Do this - Recast the data below as a numbered list, from the first line of the data through the line that contains "x=710 y=639", both included, with blank lines left out. Leave the pictures out of your answer.

** BEGIN Stored data **

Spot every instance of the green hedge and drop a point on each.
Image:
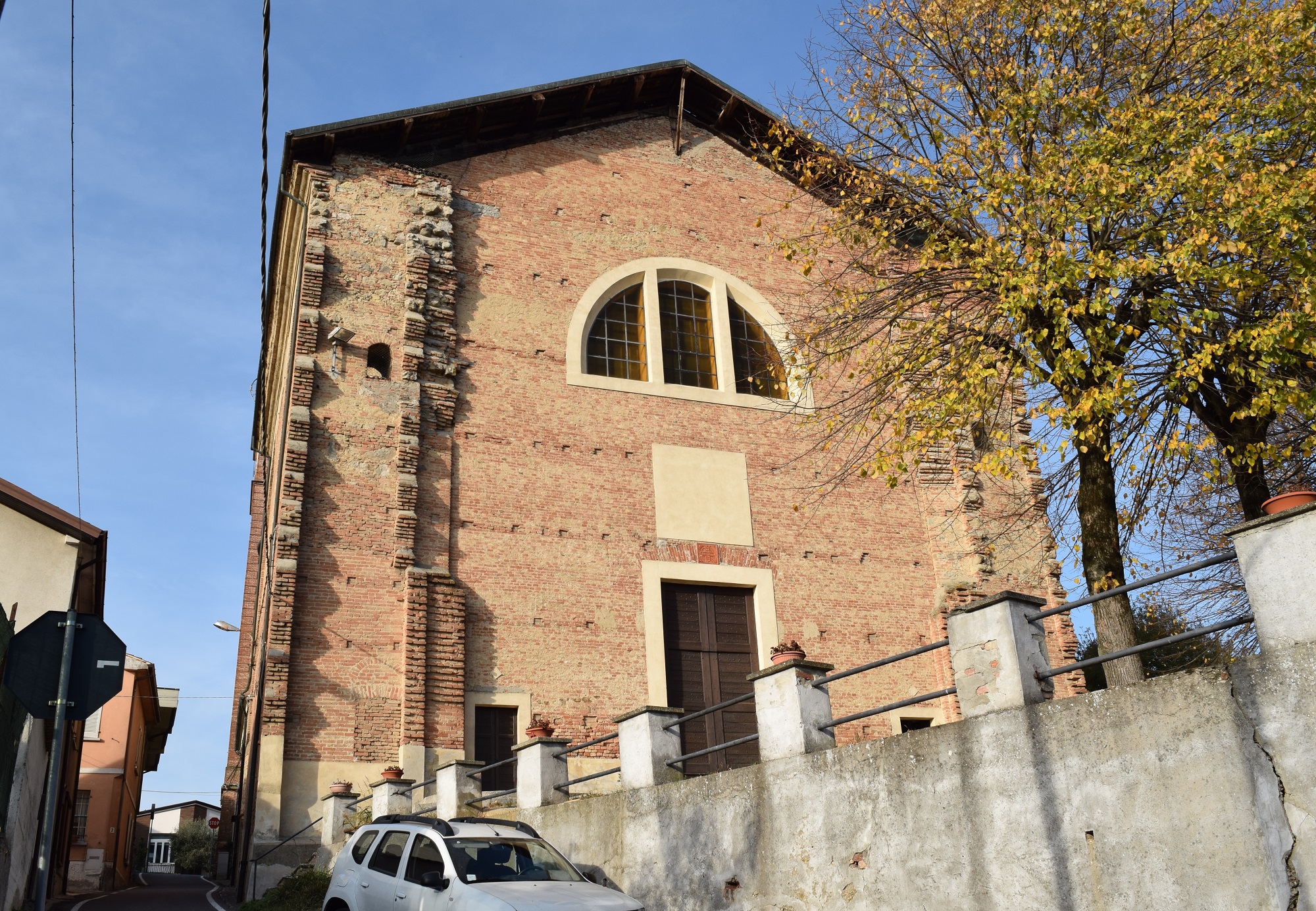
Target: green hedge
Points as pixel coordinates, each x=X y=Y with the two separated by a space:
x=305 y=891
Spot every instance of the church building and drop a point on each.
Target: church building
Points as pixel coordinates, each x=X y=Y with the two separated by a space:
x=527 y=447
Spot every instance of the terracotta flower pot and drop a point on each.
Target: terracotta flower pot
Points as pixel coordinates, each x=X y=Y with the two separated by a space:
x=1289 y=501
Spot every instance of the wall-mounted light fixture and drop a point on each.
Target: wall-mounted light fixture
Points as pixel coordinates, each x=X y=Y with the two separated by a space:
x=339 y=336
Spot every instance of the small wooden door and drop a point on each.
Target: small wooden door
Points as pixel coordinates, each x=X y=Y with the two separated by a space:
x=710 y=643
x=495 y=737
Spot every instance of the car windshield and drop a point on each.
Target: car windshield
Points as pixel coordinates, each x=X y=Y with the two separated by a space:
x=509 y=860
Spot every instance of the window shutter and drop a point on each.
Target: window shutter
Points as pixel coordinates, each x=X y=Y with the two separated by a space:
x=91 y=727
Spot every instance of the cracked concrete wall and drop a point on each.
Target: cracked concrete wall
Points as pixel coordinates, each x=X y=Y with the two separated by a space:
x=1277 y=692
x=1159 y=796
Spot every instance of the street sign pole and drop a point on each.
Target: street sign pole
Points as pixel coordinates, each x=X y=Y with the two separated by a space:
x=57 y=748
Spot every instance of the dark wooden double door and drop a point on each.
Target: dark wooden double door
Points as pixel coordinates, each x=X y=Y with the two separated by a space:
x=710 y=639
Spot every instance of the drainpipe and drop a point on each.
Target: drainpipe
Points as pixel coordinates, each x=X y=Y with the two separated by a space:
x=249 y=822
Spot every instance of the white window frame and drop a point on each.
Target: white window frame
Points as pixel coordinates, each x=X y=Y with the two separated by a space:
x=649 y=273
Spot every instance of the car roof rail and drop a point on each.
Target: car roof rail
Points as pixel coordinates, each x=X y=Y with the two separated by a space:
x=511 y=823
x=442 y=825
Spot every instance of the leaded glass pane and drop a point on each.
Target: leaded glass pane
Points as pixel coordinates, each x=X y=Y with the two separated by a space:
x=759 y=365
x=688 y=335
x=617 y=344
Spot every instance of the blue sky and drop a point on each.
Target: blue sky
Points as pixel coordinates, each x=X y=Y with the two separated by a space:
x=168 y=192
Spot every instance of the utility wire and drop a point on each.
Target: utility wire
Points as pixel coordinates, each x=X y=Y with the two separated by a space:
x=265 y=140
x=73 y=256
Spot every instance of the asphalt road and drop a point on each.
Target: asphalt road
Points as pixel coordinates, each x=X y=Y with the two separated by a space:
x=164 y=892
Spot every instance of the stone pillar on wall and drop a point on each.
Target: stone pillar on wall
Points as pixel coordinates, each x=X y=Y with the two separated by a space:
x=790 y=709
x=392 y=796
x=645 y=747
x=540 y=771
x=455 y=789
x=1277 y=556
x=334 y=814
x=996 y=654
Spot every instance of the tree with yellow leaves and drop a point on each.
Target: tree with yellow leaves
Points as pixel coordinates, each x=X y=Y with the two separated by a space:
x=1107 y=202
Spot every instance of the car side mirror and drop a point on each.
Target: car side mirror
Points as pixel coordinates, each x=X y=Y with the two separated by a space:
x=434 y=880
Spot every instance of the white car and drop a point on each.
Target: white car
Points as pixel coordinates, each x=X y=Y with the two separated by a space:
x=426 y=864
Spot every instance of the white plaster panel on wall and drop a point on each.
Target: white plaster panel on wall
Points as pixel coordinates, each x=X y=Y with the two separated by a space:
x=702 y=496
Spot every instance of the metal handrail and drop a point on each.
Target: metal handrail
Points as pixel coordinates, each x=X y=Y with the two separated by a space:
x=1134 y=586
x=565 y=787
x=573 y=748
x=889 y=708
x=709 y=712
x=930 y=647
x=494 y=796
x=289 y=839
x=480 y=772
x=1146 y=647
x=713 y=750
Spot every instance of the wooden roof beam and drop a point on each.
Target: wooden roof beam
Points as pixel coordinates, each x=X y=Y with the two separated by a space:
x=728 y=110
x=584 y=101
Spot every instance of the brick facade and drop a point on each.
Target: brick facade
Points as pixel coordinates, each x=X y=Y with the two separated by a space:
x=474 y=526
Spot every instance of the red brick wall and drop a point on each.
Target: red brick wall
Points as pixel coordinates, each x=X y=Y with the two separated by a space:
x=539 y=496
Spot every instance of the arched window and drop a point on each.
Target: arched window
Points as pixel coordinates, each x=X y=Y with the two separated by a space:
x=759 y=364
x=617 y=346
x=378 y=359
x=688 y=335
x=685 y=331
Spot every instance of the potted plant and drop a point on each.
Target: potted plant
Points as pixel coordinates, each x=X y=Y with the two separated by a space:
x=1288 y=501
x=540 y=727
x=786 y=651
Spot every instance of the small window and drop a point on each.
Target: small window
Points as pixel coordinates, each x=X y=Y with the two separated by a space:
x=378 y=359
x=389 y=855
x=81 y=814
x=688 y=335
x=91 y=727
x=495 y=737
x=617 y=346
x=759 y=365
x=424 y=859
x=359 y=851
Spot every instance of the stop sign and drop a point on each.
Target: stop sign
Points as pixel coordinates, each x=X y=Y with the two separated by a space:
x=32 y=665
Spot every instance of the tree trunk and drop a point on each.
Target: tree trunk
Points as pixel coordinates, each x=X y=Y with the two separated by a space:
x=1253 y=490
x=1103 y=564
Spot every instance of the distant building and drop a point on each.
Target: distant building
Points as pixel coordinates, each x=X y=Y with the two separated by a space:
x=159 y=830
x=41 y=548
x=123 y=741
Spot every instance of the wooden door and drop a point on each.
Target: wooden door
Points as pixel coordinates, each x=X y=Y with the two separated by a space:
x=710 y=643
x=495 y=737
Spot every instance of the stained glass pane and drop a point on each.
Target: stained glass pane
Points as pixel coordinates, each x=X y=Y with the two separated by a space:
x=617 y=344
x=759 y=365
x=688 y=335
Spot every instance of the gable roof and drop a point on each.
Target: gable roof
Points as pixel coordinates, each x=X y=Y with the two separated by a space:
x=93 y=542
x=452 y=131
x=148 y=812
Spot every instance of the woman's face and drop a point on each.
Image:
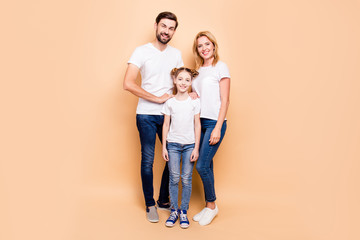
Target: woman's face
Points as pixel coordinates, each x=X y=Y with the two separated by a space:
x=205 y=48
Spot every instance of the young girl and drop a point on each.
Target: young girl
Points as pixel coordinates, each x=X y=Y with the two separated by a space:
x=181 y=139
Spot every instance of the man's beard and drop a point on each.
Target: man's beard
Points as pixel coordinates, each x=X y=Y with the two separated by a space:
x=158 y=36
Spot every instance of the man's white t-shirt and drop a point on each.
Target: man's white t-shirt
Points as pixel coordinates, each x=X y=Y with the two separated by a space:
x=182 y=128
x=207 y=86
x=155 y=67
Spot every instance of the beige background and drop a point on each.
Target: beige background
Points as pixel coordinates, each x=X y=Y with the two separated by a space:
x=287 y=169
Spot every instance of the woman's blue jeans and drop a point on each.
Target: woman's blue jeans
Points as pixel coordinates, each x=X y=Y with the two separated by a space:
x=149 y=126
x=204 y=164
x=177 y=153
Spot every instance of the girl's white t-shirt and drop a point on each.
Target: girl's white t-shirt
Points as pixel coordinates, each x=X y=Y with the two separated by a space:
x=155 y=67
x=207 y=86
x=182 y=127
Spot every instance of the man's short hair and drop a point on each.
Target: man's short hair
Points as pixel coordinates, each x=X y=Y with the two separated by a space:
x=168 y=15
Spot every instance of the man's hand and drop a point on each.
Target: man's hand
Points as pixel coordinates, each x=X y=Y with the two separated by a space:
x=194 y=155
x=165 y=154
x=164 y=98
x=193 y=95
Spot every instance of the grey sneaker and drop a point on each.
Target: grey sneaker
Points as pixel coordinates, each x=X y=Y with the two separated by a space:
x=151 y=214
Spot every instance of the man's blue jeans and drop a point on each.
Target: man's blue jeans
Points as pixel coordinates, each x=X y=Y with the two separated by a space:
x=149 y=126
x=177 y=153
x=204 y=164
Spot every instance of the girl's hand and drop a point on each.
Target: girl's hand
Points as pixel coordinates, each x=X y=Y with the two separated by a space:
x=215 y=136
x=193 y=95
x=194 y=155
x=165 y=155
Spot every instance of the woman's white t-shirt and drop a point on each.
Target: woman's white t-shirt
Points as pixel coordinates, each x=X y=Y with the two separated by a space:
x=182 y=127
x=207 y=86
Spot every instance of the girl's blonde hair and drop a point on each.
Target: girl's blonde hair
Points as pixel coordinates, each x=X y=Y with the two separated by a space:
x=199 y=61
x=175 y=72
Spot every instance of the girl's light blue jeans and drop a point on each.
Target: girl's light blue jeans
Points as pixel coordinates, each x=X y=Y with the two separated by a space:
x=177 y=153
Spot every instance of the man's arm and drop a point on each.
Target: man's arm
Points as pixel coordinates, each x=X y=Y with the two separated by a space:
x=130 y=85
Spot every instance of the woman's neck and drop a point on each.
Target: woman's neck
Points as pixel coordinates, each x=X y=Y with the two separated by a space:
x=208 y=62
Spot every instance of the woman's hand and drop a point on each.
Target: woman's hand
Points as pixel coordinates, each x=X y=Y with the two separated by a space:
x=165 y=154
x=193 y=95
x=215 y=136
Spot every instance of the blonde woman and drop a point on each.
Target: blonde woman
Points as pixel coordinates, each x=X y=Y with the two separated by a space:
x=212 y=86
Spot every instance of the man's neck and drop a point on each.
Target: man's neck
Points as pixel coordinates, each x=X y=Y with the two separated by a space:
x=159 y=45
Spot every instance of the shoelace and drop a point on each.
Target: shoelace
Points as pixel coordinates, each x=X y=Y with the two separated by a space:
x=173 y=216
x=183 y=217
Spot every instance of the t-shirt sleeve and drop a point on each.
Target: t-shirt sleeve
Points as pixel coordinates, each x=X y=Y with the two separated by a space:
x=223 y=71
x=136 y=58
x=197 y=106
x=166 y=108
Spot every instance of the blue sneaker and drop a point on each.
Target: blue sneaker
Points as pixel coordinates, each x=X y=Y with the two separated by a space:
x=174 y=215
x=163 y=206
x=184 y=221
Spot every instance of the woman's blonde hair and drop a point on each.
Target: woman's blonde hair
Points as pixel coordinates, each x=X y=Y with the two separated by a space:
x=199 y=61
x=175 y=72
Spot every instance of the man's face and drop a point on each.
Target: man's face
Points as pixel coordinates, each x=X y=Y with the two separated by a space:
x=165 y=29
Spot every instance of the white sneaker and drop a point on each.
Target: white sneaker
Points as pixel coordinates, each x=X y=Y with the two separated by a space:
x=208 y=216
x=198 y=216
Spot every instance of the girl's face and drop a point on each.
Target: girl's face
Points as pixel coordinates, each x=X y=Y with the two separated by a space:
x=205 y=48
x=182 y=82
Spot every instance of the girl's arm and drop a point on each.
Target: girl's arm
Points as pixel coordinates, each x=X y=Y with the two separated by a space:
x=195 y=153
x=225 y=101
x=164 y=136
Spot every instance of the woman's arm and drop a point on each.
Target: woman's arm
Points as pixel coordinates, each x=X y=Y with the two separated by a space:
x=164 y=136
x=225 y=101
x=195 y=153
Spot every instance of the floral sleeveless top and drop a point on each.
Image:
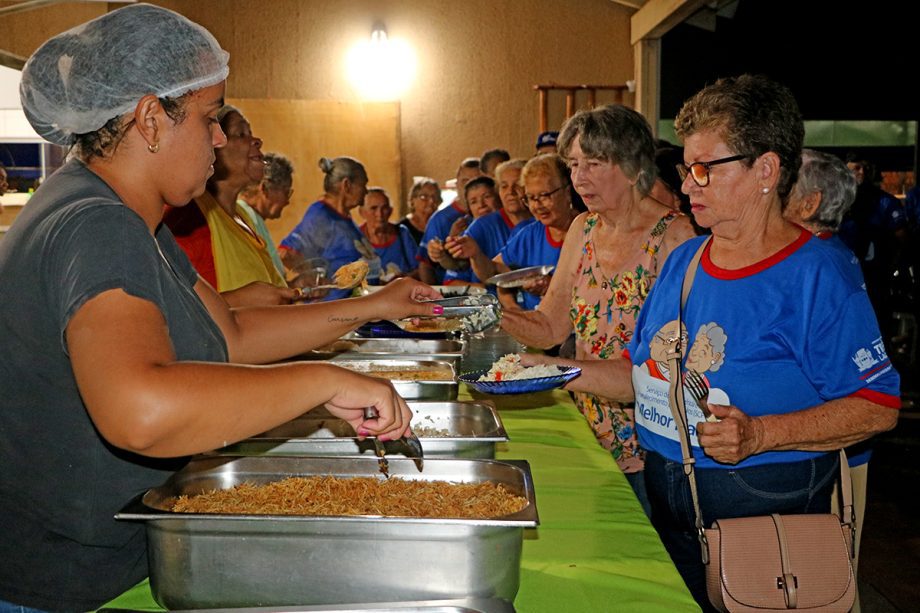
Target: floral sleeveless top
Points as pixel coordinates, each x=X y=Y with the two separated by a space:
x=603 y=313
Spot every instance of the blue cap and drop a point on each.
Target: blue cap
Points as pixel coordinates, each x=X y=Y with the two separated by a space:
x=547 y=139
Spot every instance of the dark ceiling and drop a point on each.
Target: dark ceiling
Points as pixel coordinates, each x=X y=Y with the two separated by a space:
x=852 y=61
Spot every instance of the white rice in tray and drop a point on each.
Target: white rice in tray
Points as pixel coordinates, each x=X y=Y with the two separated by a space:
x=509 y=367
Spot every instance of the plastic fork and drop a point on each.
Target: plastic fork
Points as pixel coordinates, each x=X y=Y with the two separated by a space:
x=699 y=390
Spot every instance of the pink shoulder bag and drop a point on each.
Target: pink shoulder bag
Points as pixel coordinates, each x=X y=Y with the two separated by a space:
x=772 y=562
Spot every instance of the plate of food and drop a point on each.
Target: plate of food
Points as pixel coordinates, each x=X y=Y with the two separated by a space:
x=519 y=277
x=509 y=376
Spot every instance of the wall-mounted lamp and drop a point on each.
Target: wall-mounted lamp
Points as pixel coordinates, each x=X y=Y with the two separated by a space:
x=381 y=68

** END Stored data **

Response to this task -
1. Spot every instance of the green hedge and drop a point on each.
2. Image:
3. Target: green hedge
4. Points as pixel coordinates, each x=X y=Y with the two separated by a space:
5. x=305 y=891
6. Spot every instance of the church building and drop a point on each.
7. Target: church building
8. Points as pixel coordinates, each x=X y=Y with the two separated by a space:
9. x=527 y=447
10. Spot every instance of the terracotta flower pot and drop a point on each.
11. Target: terracotta flower pot
12. Points as pixel coordinates, each x=X y=Y with the two separated by a space:
13. x=1289 y=501
14. Spot every instance of the wall-mounted light fixture and drop a point on each.
15. Target: wall-mounted light fixture
16. Points as pixel coordinates, each x=X y=Y with the two separated by a space:
17. x=339 y=336
18. Spot every instance of the small wooden door and drop a point on each.
19. Target: small wooden door
20. Points as pixel coordinates, each x=X y=Y with the two separated by a space:
21. x=710 y=643
22. x=495 y=737
23. Spot every instance of the car windshield and drop a point on each.
24. Target: car windshield
25. Points as pixel coordinates, each x=X y=Y with the two separated by a space:
26. x=509 y=860
27. Spot every instance of the window shutter and drop a point on each.
28. Target: window shutter
29. Points as pixel coordinates, each x=X y=Y with the two separated by a space:
30. x=91 y=727
31. Spot every instance of the cracked concrete wall and drop a point on each.
32. Target: cracked concrete wall
33. Points as pixel coordinates, each x=X y=Y with the two separated by a space:
34. x=1277 y=692
35. x=1159 y=796
36. Spot every instance of the street sign pole and drop a point on each.
37. Target: street sign pole
38. Points as pixel coordinates, each x=X y=Y with the two separated by a space:
39. x=57 y=748
40. Spot every instance of the dark wooden double door and drop a point on each.
41. Target: dark wooden double door
42. Points as pixel coordinates, each x=X y=Y with the two separated by a space:
43. x=710 y=639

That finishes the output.